Identify and copy every line in the items below that contains the word "dark". Case counts, so match only that exact capitalization.

(Stored data entries)

== == ==

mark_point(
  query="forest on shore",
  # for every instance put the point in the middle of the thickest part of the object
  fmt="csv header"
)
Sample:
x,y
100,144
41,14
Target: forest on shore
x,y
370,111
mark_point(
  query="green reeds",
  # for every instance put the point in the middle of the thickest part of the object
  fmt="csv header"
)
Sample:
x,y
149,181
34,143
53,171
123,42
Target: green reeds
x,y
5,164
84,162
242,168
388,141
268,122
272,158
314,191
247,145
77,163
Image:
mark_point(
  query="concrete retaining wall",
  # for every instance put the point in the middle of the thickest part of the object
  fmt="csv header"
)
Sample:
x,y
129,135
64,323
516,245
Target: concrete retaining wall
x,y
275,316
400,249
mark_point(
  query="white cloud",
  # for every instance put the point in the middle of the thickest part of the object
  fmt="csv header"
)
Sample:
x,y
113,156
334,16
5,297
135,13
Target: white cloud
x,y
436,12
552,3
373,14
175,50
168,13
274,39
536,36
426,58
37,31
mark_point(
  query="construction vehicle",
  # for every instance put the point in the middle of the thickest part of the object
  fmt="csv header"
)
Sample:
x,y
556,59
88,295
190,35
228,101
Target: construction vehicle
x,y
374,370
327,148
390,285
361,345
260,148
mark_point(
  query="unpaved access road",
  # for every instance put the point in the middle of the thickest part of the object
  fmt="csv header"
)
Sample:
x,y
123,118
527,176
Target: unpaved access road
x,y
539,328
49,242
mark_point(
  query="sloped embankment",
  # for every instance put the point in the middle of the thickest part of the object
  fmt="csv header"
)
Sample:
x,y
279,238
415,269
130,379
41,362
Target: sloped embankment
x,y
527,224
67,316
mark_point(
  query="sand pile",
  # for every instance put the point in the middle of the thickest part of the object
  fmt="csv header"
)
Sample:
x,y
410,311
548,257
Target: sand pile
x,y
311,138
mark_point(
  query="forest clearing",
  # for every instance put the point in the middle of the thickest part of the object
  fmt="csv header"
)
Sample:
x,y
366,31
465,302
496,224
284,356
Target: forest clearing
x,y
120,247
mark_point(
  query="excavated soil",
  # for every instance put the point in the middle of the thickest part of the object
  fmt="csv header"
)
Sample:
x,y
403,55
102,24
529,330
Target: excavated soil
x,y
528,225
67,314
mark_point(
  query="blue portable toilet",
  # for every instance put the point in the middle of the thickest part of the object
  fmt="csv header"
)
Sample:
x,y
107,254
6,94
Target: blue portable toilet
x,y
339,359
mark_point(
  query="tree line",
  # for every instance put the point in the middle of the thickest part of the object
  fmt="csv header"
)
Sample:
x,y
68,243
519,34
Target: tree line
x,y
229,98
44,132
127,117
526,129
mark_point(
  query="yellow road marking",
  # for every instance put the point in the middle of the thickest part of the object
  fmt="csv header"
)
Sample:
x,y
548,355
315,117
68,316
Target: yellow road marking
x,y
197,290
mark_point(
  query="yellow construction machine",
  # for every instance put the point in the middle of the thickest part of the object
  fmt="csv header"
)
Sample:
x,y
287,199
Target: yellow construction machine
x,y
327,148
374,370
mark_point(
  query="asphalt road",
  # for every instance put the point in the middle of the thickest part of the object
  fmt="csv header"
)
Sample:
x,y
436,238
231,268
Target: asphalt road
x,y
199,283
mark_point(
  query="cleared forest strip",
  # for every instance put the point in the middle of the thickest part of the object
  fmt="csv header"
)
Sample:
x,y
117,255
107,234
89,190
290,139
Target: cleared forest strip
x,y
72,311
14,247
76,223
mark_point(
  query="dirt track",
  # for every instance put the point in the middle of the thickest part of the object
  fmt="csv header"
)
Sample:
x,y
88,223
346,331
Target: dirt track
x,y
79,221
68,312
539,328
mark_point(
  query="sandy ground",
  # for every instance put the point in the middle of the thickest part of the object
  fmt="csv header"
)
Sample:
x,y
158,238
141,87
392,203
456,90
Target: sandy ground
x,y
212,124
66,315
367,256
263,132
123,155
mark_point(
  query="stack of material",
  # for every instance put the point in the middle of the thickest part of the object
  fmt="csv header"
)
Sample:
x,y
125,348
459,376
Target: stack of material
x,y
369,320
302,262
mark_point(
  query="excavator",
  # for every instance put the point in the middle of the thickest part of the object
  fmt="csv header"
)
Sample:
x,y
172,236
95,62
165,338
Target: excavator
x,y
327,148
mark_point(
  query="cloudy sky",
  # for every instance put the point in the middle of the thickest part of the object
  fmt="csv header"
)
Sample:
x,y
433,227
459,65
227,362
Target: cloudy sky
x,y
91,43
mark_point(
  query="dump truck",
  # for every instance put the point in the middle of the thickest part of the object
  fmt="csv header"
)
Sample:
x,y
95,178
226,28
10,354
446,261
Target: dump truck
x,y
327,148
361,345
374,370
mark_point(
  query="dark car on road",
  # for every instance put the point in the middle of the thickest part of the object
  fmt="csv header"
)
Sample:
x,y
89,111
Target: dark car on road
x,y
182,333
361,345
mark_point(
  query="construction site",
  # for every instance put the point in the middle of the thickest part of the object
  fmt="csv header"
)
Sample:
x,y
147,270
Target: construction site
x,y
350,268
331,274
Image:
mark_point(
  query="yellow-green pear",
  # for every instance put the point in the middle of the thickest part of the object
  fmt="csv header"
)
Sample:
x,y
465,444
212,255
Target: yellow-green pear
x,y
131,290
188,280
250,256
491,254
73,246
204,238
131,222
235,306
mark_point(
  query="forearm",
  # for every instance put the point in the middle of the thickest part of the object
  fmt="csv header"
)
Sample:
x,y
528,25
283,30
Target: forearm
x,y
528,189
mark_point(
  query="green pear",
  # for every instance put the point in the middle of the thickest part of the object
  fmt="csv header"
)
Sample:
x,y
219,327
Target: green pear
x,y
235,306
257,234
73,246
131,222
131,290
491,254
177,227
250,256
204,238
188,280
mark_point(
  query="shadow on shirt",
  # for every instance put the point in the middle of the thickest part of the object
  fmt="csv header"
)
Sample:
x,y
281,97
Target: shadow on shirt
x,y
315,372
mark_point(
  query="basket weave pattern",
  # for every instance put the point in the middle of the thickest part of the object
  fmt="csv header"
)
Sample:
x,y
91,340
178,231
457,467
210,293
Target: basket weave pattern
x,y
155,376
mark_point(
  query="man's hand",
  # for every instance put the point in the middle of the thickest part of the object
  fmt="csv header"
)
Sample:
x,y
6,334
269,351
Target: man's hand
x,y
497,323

== == ==

Exercise solution:
  query="dark car on road",
Target: dark car on road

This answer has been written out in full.